__Problem description__
Pick out every line of the records that contains the string "modern", and copy each one in full.

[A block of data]
——

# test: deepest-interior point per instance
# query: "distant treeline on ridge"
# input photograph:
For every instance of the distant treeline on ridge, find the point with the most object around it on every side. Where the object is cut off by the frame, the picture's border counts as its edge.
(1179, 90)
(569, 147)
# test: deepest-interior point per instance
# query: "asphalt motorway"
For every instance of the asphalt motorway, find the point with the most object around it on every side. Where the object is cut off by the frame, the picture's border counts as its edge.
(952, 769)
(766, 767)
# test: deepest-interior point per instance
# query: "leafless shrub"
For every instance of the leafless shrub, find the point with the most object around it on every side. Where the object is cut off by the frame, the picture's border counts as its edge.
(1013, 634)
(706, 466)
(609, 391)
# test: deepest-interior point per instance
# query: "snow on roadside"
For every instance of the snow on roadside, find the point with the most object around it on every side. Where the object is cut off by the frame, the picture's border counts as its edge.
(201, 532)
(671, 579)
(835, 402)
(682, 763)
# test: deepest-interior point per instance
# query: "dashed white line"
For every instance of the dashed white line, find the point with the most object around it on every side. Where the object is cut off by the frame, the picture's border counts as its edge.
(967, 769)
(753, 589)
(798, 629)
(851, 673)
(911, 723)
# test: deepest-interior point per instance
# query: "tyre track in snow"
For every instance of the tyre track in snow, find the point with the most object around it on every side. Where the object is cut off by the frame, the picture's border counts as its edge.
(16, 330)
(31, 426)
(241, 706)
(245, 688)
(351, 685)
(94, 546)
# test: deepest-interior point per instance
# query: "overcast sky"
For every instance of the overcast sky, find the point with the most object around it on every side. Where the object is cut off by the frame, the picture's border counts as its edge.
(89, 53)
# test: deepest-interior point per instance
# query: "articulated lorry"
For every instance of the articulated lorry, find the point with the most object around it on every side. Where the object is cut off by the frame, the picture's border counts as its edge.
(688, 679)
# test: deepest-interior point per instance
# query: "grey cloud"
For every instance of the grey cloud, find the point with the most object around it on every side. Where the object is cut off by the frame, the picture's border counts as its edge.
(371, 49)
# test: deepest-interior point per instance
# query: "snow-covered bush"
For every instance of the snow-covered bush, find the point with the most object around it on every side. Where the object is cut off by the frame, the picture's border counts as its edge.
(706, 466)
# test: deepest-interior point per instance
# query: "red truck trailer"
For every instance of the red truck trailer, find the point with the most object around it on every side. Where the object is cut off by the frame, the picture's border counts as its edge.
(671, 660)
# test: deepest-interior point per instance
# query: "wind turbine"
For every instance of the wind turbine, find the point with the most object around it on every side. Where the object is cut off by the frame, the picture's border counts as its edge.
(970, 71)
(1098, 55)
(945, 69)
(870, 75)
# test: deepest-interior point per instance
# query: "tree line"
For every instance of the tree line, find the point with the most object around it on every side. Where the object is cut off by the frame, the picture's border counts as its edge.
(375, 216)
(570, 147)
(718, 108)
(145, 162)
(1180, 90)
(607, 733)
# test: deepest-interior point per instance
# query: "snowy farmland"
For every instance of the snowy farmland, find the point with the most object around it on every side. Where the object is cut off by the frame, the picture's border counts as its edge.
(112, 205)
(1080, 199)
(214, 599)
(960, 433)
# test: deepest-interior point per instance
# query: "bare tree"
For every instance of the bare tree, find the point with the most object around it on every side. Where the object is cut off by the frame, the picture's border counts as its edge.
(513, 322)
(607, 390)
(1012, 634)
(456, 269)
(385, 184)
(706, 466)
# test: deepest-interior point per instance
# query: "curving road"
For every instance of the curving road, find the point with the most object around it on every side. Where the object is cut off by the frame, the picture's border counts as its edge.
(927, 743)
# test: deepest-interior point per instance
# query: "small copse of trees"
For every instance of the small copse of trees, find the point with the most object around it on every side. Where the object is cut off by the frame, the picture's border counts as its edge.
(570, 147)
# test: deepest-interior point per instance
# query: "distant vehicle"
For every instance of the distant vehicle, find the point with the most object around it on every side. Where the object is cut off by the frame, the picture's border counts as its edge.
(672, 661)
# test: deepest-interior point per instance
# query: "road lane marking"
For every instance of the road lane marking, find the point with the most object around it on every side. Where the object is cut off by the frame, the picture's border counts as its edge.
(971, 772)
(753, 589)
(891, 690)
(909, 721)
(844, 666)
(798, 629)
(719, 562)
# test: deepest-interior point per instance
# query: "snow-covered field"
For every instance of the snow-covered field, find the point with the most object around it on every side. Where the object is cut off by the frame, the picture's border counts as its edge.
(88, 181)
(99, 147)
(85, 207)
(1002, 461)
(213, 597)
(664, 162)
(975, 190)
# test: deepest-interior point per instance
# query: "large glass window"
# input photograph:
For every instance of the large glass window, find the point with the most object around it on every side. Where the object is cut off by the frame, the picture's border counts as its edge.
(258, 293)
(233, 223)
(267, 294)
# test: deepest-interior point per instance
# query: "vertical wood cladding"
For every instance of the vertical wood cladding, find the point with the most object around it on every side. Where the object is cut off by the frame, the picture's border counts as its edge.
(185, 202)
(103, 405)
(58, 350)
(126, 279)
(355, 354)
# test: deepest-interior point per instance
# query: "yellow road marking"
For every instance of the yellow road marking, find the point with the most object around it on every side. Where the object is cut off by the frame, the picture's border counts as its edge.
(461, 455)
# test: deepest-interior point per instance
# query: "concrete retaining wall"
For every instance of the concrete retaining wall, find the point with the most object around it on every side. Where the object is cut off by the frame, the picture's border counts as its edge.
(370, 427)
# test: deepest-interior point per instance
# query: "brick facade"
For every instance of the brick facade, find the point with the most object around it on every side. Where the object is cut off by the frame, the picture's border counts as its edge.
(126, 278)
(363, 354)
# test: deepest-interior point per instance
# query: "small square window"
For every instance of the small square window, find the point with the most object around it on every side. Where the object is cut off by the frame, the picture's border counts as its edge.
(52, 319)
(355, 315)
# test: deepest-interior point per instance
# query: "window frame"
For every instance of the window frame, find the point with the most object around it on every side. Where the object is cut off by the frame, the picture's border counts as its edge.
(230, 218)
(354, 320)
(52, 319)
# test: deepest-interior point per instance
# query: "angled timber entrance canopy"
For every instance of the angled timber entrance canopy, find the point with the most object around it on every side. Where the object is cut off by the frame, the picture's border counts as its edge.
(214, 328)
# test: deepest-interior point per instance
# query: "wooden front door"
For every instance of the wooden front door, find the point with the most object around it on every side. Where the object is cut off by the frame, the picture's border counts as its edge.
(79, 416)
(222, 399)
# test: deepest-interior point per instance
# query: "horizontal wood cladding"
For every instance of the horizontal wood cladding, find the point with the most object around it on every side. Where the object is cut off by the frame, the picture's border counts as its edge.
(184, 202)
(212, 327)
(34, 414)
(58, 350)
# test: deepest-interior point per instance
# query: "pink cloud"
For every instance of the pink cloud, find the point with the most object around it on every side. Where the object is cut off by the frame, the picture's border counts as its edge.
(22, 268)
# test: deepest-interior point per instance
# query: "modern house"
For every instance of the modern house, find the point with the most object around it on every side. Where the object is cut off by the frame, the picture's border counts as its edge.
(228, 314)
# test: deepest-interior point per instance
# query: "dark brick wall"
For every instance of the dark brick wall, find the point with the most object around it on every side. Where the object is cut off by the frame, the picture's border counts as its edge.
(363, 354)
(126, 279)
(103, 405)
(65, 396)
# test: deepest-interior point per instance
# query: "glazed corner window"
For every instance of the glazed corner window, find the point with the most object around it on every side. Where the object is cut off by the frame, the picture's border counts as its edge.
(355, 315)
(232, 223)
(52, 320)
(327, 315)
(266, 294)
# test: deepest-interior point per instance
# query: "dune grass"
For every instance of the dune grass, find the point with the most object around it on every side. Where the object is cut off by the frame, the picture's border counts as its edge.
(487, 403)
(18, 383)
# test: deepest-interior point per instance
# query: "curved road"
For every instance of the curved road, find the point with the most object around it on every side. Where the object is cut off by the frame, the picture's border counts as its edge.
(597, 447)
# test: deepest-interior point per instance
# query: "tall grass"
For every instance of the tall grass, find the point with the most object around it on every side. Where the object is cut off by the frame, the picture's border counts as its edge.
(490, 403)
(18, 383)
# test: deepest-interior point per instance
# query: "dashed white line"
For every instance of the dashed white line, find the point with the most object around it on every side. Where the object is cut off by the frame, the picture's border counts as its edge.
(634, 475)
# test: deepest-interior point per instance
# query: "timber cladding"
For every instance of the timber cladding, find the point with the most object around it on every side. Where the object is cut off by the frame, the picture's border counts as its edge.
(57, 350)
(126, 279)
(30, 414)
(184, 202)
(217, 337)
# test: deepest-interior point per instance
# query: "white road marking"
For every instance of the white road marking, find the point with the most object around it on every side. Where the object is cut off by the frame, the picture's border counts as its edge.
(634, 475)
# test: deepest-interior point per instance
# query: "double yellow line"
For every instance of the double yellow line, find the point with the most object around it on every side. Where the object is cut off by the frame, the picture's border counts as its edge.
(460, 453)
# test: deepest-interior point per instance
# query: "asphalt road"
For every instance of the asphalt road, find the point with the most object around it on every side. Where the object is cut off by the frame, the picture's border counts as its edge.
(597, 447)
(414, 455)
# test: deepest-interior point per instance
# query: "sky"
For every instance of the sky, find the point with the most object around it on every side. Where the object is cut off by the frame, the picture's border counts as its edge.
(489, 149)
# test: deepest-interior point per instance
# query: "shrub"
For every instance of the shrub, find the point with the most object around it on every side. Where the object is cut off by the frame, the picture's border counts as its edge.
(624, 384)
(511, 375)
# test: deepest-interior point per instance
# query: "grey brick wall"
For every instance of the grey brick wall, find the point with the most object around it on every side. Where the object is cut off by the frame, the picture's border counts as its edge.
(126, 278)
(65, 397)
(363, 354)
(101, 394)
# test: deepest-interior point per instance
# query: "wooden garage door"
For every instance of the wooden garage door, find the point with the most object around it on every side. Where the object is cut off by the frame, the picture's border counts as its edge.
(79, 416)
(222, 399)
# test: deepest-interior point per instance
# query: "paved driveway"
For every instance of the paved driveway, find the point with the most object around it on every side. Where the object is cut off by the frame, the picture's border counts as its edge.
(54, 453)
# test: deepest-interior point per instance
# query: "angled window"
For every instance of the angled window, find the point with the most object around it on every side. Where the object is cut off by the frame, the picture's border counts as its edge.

——

__Full response__
# query: "modern house"
For every instance of the modern house, find the point with the most object around it on every side. Where the object is cut off by the frame, the picture's border counts as its edge.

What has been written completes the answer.